_WHAT THIS TASK INVOLVES_
In the records below, one line contains "Look at the photo above. For each instance of the dirt". Print that line and every line after it exactly, down to the final one.

··· RECORDS SHOWN ···

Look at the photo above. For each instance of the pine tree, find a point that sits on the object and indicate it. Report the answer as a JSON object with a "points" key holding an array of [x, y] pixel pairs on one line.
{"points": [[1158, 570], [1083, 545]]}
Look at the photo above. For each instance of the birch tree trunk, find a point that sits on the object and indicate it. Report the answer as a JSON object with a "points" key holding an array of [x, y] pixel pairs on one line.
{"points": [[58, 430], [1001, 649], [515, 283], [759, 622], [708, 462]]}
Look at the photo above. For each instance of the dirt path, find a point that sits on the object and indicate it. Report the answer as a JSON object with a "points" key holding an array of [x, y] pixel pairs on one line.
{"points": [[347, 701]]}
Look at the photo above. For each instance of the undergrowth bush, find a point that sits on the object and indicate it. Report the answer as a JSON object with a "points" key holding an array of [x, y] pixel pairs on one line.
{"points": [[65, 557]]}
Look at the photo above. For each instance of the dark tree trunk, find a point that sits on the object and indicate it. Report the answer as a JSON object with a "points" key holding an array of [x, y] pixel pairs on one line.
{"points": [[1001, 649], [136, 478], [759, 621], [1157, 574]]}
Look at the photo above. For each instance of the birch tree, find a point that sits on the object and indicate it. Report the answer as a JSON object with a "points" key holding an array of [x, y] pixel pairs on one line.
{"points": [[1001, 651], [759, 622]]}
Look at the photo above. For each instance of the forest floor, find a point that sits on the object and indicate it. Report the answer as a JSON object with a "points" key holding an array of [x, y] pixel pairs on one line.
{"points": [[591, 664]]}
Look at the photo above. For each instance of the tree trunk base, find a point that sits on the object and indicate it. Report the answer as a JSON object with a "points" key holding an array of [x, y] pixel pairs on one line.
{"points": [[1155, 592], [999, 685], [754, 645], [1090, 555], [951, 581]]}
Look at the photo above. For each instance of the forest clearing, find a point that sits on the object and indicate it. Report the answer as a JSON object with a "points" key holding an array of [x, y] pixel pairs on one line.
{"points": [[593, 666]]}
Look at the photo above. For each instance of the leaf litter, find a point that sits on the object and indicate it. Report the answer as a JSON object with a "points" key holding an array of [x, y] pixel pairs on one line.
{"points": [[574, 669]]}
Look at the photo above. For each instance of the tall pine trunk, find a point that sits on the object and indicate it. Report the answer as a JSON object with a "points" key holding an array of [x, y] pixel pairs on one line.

···

_ANSWER TO THE EXERCISE_
Look at the photo above. For each instance of the dirt path, find a point that sits on the object and indicate it. Report the answer as a JSON object with a "points" key holding an array of [x, y] pixel pairs on one line.
{"points": [[347, 701]]}
Look at the photo above. For each instance of the undergrowth bush, find a point that sits on the object and indicate it. Report the answer as a JSON object with a "points" key holding an array of [x, y] pixel pairs on one line.
{"points": [[65, 557]]}
Look at the photo above. For each instance of the dark tree trunk, find a point that sits on the object and indicate it. Report the answer as a JSON object with a "points" key holding an array of [x, y] pixel pairs on one line.
{"points": [[1001, 649], [136, 478], [759, 621], [1157, 574]]}
Look at the photo above. For each instance of the birch tree, find a point that sits on the object and indicate it. Report the answer as a JSON object with a "points" key holding an array of [x, y] pixel pairs on one line.
{"points": [[1001, 651], [759, 622]]}
Look at the photo above. For each instance of the forest floor, find a point that sits on the object and indicate it. Report the answer as a JSON object with a "points" key holding an array of [x, y] pixel pairs on one line.
{"points": [[591, 664]]}
Look at the photo above. For each instance of the tree trunk base, find a point that sits on the object and indicate it. Report the answer as a JSON object with a "points" key holding an array of [x, y] pixel pairs on one line.
{"points": [[1155, 592], [999, 685], [754, 645], [1090, 555], [951, 581]]}
Look at the photo above. For each instance of the forest clearing, find a point that sits on the object and indicate it. Report the answer as a JSON object with a "points" key holding an array of [x, y] pixel pairs on one line.
{"points": [[593, 666]]}
Look at the photo above. For each instance of the leaf litter, find a point that sits on the object and indicate it. Report the answer as a JSON object with a "points" key holding an array of [x, y] pixel pairs on one line.
{"points": [[574, 669]]}
Look at the photo above. For each instance of the tall pine trunk, find a point that sits on the object and indicate it. Report the answer as a JSON object with a "points" key holding an array of [x, y] pixel pairs on one line.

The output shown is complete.